* Текст для чтения *
Помню точно, что был выходной день, когда ко мне обратились родственники ранее судимого М., обвиняемого по ст. 30 ч. 3, ст. 161 ч. 2 п. а., г УК РФ (покушение на грабеж группой лиц по предварительному сговору с применением насилия, не опасного для жизни и здоровья). Поэтому я не мог дозвониться до следователя, чтобы договориться об участии в следственных действиях. Впоследствии он мне наврал, что никаких допросов в этот день производиться не будет, и провел их с дежурным адвокатом. Счастье М., предопределившее его судьбу по делу, заключалось в том, что тот вину не признал.
М. пояснял, что преступления не совершал, в ночь с 3 на 4 ноября 2005 года был дома у своей сожительницы М-ой. Но эти показания подтверждались лишь показаниями матери и знакомых.
Обвинение М. было целиком основано на показаниях другого подсудимого А., который в ходе предварительного следствия и судебного разбирательства отказался от ранее данных явки с повинной и показаний, в которых оговорил М. Но даже на основе первоначальных показаний А. нельзя было сделать никакого вывода о наличии у А. и М. предварительной договоренности на совершение грабежа, а также о том, что насилие было применено к потерпевшему З. из корыстных побуждений. Напротив, из явки с повинной А. и его допроса в качестве подозреваемого следовало, что насилие было применено к З. в связи с тем, что последний находился в нетрезвом состоянии и начал приставать к А.
Свидетельницы обвинения пьяницы П. и С. в суде признались, что 3 ноября 2005 года М. не видели, а в ходе следствия его оговорили, указав на то, что, встретившись на блатхате, слышали обращение А. к М.: «Пойдем, кого-нибудь завалим».

* Перечень *

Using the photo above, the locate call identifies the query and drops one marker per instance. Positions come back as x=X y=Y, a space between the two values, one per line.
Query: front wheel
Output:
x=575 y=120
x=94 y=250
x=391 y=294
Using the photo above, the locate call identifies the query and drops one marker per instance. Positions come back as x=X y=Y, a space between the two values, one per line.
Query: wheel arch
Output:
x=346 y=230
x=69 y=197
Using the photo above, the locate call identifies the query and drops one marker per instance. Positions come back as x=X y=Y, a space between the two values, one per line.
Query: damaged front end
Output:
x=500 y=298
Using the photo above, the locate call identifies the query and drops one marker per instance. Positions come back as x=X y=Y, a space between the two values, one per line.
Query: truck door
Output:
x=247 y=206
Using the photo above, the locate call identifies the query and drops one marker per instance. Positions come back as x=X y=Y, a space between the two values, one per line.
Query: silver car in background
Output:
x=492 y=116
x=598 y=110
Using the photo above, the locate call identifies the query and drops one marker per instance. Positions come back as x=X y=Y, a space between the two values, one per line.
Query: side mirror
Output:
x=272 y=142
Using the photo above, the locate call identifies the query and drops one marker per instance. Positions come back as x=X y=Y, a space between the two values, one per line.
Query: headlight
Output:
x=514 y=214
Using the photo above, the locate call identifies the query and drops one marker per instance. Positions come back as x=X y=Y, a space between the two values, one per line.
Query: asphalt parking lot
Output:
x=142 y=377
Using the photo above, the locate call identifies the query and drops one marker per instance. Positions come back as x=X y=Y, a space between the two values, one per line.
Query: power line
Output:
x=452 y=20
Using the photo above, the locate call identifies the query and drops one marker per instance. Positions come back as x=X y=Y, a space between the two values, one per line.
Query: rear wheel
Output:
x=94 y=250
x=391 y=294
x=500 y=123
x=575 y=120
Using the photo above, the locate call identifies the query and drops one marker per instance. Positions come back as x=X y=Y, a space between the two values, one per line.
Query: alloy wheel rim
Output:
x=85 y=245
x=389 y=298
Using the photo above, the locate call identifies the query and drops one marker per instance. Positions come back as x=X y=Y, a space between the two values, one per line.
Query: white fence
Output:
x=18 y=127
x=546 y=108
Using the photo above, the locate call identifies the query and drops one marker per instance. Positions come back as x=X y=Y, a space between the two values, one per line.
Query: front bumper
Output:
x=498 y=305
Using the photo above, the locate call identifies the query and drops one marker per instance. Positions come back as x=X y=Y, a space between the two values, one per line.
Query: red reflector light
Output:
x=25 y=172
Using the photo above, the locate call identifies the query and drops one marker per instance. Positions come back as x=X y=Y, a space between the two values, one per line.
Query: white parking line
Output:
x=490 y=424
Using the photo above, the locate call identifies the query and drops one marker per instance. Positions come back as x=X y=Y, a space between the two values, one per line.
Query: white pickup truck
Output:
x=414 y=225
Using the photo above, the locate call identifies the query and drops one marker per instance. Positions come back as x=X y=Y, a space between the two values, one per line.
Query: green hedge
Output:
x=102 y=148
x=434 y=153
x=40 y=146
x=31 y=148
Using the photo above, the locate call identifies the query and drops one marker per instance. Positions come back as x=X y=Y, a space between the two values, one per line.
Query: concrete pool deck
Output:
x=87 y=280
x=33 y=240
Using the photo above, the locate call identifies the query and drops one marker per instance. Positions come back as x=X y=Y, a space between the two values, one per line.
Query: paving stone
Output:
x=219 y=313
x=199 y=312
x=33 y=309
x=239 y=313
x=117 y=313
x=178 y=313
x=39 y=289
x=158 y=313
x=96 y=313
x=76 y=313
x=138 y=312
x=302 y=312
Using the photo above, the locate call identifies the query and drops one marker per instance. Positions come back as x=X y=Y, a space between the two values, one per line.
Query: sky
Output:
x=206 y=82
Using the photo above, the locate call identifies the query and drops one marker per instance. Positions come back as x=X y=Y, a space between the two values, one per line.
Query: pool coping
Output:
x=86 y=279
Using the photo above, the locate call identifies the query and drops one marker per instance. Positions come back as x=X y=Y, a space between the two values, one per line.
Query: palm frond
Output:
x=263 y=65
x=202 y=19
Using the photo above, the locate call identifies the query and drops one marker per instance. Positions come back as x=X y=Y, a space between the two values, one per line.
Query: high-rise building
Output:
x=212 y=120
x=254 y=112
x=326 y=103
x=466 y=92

* Задание *
Верните дословно отрывок из рассказа о деле М.: начните со слов, содержащих «М. пояснял, что», и остановитесь после слов «матери и знакомых.».

* Результат *
М. пояснял, что преступления не совершал, в ночь с 3 на 4 ноября 2005 года был дома у своей сожительницы М-ой. Но эти показания подтверждались лишь показаниями матери и знакомых.